■ EXERCISE AIM ■
Please print every line from the one containing "12), using the photo above." through the last line of the records below, exactly as written and nothing more.

■ TASK MATERIAL ■
[start]

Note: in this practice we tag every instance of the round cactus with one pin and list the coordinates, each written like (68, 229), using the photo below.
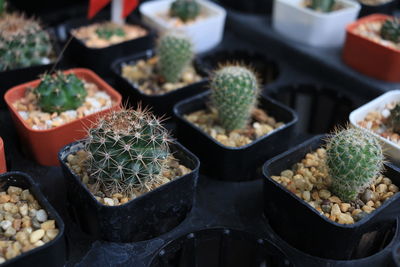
(127, 151)
(175, 53)
(355, 159)
(23, 43)
(59, 92)
(184, 9)
(234, 95)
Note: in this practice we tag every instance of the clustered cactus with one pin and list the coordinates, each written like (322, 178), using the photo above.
(23, 42)
(127, 151)
(234, 94)
(60, 92)
(355, 159)
(184, 9)
(175, 53)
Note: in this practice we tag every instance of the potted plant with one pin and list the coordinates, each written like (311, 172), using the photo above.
(232, 132)
(333, 189)
(53, 111)
(319, 23)
(201, 20)
(372, 47)
(32, 231)
(160, 78)
(128, 181)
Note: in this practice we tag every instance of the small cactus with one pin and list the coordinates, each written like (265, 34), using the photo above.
(355, 159)
(23, 43)
(391, 30)
(184, 9)
(59, 92)
(175, 54)
(127, 151)
(234, 95)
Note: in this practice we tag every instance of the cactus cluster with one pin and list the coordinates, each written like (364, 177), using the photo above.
(60, 92)
(108, 30)
(127, 151)
(23, 42)
(234, 94)
(175, 53)
(184, 9)
(390, 30)
(355, 159)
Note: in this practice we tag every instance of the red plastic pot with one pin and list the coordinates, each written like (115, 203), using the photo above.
(369, 57)
(45, 144)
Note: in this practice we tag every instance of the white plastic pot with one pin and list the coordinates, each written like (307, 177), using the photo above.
(205, 33)
(378, 104)
(293, 20)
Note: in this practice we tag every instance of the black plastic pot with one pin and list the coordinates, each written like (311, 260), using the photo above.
(100, 59)
(219, 248)
(161, 104)
(50, 254)
(230, 163)
(304, 228)
(143, 218)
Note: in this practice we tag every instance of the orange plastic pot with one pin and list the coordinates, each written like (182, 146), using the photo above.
(370, 57)
(45, 144)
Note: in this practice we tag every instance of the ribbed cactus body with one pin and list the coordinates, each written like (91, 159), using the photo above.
(60, 92)
(23, 43)
(185, 9)
(127, 150)
(354, 158)
(234, 95)
(175, 53)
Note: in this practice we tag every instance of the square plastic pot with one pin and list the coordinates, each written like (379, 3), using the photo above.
(231, 163)
(378, 104)
(45, 144)
(205, 33)
(306, 229)
(161, 104)
(304, 25)
(50, 254)
(145, 217)
(369, 57)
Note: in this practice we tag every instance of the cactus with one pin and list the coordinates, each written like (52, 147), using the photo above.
(108, 30)
(175, 53)
(355, 159)
(184, 9)
(394, 118)
(23, 42)
(322, 5)
(59, 92)
(234, 95)
(391, 30)
(127, 150)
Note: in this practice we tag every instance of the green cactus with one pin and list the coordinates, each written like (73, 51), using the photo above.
(391, 30)
(234, 94)
(23, 43)
(108, 30)
(394, 118)
(127, 151)
(355, 159)
(184, 9)
(59, 92)
(175, 54)
(322, 5)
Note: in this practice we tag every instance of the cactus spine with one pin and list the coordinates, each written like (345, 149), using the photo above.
(127, 151)
(23, 42)
(234, 95)
(354, 158)
(175, 53)
(59, 92)
(184, 9)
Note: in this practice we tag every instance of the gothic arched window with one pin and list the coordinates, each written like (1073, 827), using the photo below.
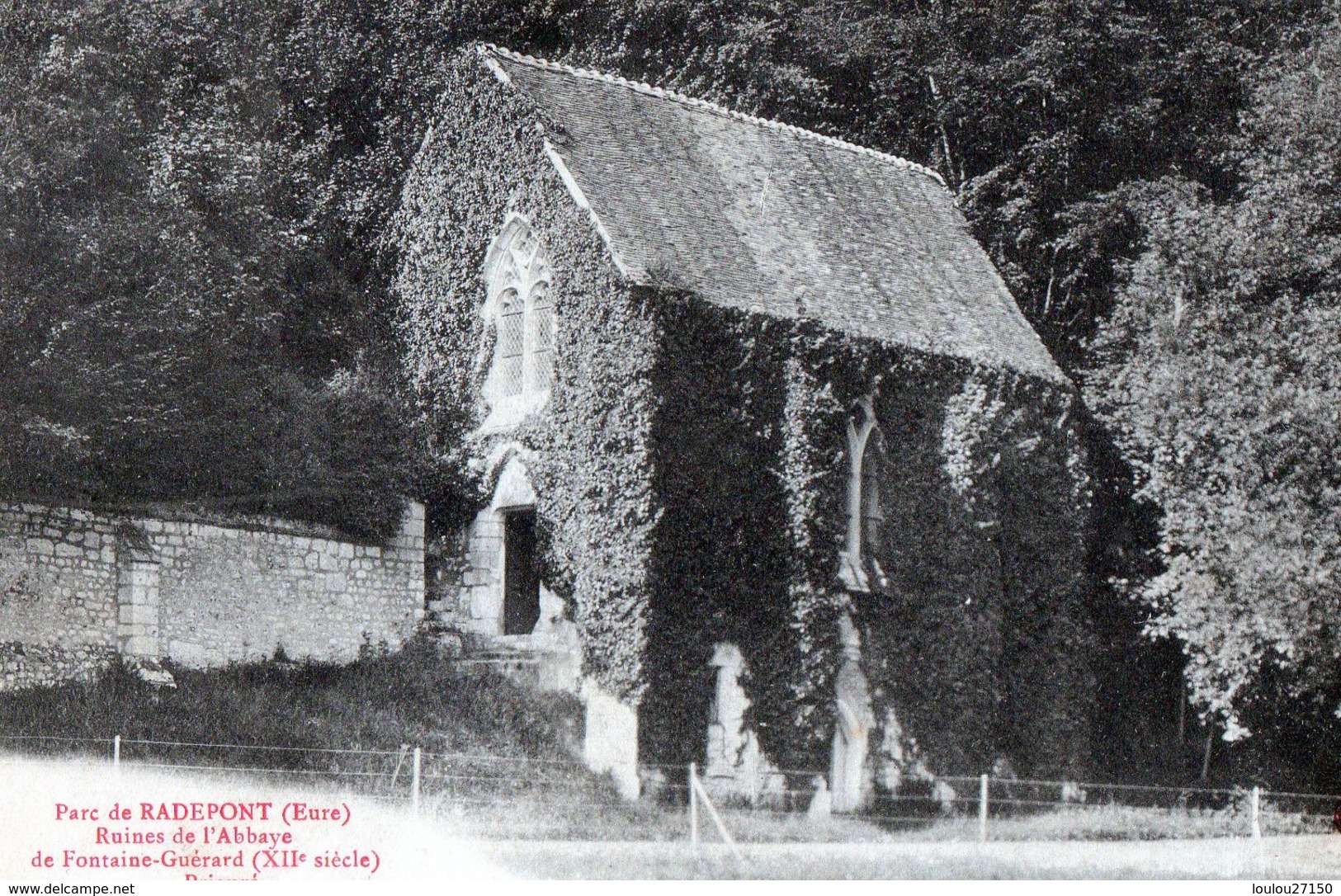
(519, 308)
(868, 469)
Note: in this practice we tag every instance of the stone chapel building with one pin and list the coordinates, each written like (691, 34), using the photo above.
(748, 444)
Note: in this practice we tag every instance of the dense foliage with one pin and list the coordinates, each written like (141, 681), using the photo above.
(176, 315)
(1219, 372)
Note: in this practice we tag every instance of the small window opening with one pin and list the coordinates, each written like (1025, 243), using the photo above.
(872, 510)
(521, 573)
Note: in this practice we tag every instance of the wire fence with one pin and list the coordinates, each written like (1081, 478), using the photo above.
(525, 797)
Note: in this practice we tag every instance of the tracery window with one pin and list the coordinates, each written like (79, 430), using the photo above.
(521, 310)
(868, 469)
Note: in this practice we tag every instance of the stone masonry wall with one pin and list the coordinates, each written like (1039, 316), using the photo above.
(78, 587)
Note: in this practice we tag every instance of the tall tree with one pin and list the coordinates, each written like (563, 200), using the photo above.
(1218, 370)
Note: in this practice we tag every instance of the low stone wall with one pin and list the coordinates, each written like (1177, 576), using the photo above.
(78, 587)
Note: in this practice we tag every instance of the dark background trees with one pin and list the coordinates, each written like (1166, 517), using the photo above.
(193, 281)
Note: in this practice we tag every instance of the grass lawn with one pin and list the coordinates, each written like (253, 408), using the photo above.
(499, 762)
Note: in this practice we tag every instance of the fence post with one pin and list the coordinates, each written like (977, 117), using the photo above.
(982, 808)
(414, 784)
(693, 804)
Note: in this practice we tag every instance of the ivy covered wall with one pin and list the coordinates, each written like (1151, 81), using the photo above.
(586, 455)
(691, 478)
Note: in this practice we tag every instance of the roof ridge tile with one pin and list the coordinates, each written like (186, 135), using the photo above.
(644, 87)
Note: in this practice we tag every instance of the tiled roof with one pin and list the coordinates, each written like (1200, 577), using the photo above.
(763, 216)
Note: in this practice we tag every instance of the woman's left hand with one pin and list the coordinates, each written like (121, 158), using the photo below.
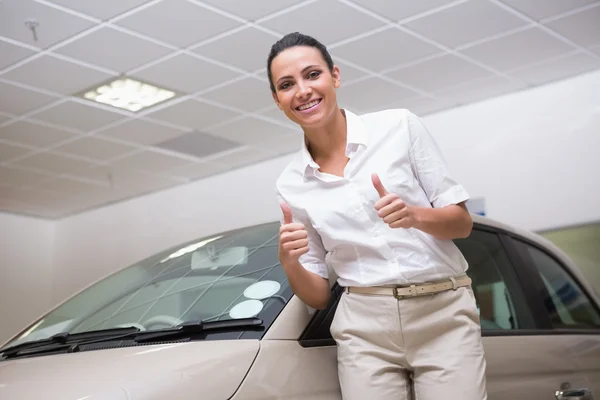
(393, 211)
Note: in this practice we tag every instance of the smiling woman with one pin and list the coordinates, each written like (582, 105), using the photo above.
(370, 197)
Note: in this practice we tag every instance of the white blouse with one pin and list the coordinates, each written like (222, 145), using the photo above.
(344, 231)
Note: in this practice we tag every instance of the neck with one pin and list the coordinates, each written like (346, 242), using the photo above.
(328, 140)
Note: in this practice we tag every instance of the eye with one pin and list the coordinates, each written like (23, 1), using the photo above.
(314, 75)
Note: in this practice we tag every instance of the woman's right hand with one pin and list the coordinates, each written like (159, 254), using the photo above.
(293, 238)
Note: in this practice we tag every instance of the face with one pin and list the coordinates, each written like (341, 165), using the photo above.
(304, 86)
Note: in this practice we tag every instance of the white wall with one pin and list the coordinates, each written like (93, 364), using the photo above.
(533, 155)
(26, 252)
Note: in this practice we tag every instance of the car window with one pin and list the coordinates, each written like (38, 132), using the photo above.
(566, 303)
(500, 300)
(231, 275)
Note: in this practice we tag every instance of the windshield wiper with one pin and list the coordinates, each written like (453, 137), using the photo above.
(66, 340)
(71, 343)
(199, 327)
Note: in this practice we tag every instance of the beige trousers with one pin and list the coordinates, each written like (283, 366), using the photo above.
(421, 348)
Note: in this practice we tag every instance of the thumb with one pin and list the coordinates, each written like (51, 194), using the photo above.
(378, 185)
(287, 213)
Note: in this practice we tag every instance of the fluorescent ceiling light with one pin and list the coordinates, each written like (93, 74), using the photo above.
(129, 94)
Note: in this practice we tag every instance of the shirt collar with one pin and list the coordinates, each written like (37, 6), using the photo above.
(356, 135)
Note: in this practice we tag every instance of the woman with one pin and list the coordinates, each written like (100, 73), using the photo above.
(371, 198)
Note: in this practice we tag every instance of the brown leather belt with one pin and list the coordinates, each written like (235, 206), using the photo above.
(402, 292)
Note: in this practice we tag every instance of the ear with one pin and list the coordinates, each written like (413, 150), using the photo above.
(335, 74)
(274, 94)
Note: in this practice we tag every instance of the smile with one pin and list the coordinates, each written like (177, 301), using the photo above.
(308, 106)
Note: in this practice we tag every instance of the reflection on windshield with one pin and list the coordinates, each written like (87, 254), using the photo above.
(228, 276)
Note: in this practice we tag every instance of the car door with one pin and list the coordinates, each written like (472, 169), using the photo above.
(571, 313)
(523, 360)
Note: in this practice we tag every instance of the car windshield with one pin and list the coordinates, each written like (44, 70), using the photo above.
(230, 275)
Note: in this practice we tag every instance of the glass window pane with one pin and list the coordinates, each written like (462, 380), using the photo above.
(499, 299)
(567, 305)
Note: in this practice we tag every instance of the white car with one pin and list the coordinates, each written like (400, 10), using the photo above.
(216, 319)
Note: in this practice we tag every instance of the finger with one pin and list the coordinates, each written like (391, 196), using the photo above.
(378, 185)
(395, 216)
(294, 245)
(287, 213)
(401, 223)
(386, 201)
(295, 235)
(299, 252)
(293, 227)
(393, 206)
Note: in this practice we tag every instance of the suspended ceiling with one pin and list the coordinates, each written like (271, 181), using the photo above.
(61, 154)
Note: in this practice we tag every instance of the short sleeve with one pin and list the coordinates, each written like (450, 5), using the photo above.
(430, 167)
(314, 260)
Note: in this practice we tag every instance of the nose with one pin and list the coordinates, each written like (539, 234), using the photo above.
(304, 90)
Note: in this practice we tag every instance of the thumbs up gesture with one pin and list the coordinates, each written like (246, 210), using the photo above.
(391, 208)
(293, 238)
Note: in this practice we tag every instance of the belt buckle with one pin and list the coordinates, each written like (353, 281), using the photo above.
(412, 289)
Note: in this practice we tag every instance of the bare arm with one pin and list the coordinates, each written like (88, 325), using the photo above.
(446, 223)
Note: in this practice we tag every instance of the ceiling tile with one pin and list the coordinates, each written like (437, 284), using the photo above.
(12, 53)
(466, 22)
(20, 177)
(347, 72)
(439, 72)
(141, 132)
(582, 28)
(95, 149)
(425, 105)
(67, 186)
(124, 53)
(178, 22)
(318, 20)
(525, 47)
(481, 89)
(252, 10)
(49, 73)
(372, 94)
(239, 48)
(78, 116)
(374, 52)
(32, 134)
(284, 144)
(276, 114)
(397, 10)
(52, 163)
(198, 144)
(12, 151)
(197, 170)
(248, 94)
(54, 25)
(18, 101)
(102, 10)
(243, 157)
(250, 130)
(150, 161)
(111, 175)
(560, 68)
(185, 74)
(540, 9)
(193, 114)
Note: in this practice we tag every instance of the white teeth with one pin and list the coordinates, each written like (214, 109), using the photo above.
(309, 105)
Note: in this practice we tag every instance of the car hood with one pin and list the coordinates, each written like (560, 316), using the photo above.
(200, 370)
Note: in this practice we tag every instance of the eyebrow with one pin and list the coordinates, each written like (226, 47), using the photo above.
(304, 69)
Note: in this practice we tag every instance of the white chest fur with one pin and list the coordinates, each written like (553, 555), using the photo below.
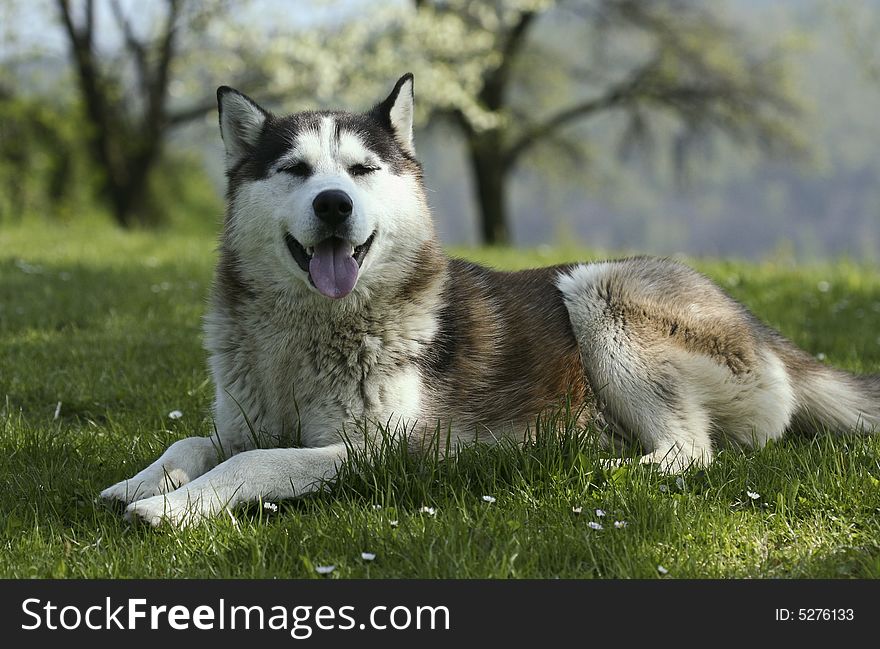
(301, 375)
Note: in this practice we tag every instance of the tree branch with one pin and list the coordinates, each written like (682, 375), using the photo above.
(616, 96)
(136, 47)
(496, 81)
(159, 90)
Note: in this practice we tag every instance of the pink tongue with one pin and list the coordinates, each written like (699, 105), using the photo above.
(333, 268)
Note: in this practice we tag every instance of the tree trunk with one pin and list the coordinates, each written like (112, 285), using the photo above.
(490, 179)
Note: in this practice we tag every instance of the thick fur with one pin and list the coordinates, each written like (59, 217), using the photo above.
(649, 349)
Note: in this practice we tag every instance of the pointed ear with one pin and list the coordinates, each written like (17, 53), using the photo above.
(241, 120)
(396, 112)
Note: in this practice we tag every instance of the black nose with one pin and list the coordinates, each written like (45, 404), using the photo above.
(332, 206)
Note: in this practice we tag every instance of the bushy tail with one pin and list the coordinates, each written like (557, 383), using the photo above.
(835, 400)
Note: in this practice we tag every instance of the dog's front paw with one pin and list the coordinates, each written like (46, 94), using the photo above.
(178, 509)
(152, 481)
(149, 510)
(128, 491)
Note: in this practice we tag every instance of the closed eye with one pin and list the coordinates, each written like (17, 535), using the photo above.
(361, 170)
(300, 169)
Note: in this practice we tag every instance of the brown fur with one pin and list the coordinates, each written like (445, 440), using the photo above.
(505, 351)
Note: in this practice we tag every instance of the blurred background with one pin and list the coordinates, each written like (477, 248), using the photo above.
(734, 128)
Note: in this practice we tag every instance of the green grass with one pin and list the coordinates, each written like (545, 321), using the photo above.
(108, 324)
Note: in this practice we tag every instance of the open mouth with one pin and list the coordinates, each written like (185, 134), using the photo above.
(333, 264)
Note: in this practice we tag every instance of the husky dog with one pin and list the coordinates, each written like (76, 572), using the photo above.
(333, 303)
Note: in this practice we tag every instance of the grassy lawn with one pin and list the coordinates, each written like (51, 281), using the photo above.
(108, 325)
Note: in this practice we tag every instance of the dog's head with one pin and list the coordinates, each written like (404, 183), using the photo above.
(323, 201)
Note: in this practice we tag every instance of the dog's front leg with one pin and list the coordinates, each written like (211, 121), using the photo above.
(271, 473)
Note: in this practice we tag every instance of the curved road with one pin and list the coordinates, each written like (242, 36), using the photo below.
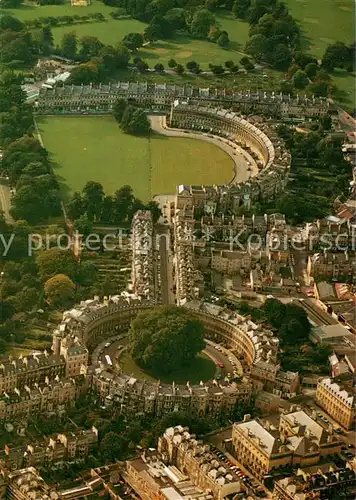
(158, 124)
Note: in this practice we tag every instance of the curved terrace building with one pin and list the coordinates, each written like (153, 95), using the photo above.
(101, 99)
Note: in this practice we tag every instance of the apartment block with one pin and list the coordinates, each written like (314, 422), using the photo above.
(143, 275)
(195, 459)
(338, 400)
(41, 398)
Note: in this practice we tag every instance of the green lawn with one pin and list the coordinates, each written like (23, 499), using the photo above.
(202, 369)
(110, 32)
(94, 148)
(324, 22)
(27, 12)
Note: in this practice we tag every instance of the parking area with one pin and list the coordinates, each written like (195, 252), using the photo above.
(253, 485)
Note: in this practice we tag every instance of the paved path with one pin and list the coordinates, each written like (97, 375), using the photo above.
(239, 157)
(5, 202)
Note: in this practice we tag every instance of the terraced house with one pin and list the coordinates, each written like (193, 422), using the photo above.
(101, 99)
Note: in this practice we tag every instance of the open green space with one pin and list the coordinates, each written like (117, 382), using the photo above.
(28, 12)
(94, 148)
(324, 22)
(202, 369)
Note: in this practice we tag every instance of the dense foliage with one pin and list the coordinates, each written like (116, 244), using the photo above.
(320, 172)
(132, 120)
(165, 339)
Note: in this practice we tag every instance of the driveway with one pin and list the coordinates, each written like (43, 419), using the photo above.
(5, 202)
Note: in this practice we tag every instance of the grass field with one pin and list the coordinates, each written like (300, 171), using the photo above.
(94, 148)
(182, 48)
(201, 369)
(323, 22)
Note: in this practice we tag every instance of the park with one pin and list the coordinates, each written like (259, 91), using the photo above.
(95, 148)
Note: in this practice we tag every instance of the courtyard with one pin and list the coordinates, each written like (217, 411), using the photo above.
(94, 148)
(202, 369)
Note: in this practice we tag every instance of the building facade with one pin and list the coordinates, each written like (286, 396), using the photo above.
(338, 401)
(102, 98)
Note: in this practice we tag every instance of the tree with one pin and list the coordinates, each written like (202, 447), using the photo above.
(159, 68)
(201, 23)
(113, 446)
(217, 69)
(59, 289)
(122, 55)
(156, 212)
(69, 45)
(90, 47)
(133, 41)
(165, 339)
(193, 66)
(214, 34)
(172, 63)
(11, 4)
(300, 79)
(142, 66)
(56, 261)
(302, 59)
(76, 207)
(135, 121)
(85, 73)
(229, 64)
(46, 40)
(281, 57)
(179, 69)
(10, 23)
(337, 55)
(93, 194)
(152, 32)
(223, 40)
(83, 225)
(240, 8)
(119, 109)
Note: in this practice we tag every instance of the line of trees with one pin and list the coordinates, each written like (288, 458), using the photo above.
(312, 194)
(93, 204)
(132, 119)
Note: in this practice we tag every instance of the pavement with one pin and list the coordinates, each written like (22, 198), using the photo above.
(5, 202)
(237, 154)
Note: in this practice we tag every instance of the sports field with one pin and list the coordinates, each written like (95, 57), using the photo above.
(202, 368)
(182, 48)
(94, 148)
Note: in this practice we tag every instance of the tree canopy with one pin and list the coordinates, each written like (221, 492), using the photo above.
(290, 320)
(165, 339)
(59, 289)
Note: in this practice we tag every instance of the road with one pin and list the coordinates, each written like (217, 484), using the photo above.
(315, 313)
(166, 272)
(5, 202)
(239, 158)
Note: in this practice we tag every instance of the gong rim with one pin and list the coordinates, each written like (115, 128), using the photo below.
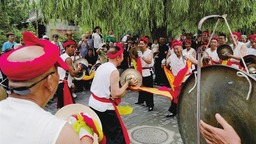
(214, 101)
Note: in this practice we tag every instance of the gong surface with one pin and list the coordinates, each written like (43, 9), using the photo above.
(223, 92)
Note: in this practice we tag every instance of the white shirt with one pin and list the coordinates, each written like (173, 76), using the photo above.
(191, 51)
(124, 39)
(101, 87)
(97, 40)
(62, 72)
(176, 63)
(146, 72)
(236, 52)
(24, 122)
(213, 54)
(251, 51)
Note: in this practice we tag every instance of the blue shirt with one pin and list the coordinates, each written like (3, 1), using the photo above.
(7, 45)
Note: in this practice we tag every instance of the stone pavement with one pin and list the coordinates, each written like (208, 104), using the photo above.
(143, 127)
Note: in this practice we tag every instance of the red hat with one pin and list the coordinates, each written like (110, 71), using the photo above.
(188, 41)
(205, 42)
(25, 70)
(238, 34)
(251, 36)
(68, 43)
(215, 38)
(145, 39)
(205, 32)
(176, 43)
(112, 56)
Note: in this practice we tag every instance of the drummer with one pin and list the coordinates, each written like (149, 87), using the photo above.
(239, 49)
(106, 94)
(33, 75)
(212, 51)
(216, 135)
(177, 62)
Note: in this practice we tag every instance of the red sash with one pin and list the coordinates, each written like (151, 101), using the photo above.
(67, 97)
(115, 103)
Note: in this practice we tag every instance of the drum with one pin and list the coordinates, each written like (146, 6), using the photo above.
(224, 90)
(3, 94)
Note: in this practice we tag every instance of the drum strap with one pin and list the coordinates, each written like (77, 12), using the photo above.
(115, 103)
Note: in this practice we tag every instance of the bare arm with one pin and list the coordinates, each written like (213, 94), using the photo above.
(115, 91)
(69, 136)
(148, 59)
(243, 52)
(227, 135)
(192, 59)
(71, 68)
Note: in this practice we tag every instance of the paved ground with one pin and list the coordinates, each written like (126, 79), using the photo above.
(144, 127)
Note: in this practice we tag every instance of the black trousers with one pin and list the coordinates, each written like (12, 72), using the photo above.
(60, 95)
(111, 126)
(145, 96)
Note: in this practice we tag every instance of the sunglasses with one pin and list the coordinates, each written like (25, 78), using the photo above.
(26, 89)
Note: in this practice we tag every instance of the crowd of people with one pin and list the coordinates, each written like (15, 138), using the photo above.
(113, 57)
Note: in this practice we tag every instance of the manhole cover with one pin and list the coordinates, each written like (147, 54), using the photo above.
(150, 135)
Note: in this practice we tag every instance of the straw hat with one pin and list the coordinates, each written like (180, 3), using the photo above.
(129, 73)
(68, 110)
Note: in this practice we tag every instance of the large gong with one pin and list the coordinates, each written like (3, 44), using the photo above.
(224, 92)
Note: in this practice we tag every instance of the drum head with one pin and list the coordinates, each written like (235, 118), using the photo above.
(3, 94)
(223, 92)
(68, 110)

[end]

■ RESPONSE TO THIS EXERCISE ■
Note: in this practice we tag every instance of the drum strap with one pin and list the coordinates, each written like (77, 12), using the photo above.
(115, 103)
Note: in this practice we tag every instance of the bare arm with one pin and list the coordinates, each written like (213, 94), using the photo above.
(115, 91)
(69, 136)
(148, 59)
(243, 52)
(227, 135)
(192, 59)
(71, 68)
Note: in this practice we tag every instance of the paved ground with one pin and list the coordinates, each written like (126, 79), using the photo above.
(144, 127)
Note: in this practice we tag every instance of the black trousers with one pin and list the coordinates, each written like (12, 72), using the photo above.
(60, 95)
(111, 126)
(145, 96)
Note: in this practice we tag every instance of the sunglasses with one pin and list the coordinates, each written like (25, 78), using the photo above.
(26, 89)
Note: in this practice we tag every instance of the crowd of people with one pin and list the coordinates, each written like (15, 138), using the photo above.
(113, 57)
Note: in this practice we tag every instance of the manhole cover with one pin and list the coordinates, each written like (147, 54), using the photo above.
(150, 135)
Note: in this practice we tag every instance of the straw hat with one pin and list the coordinates, each written like (180, 3), using the photo above.
(129, 73)
(68, 110)
Note: in this practice we tag every instance of the large gong with one pin and list the coordinates, each written like (3, 44), using the photo above.
(224, 92)
Note: in this practice we tag every instance of the drum head with one pin and list the coordinates, each written like (235, 118), using the photo above.
(3, 94)
(223, 92)
(68, 110)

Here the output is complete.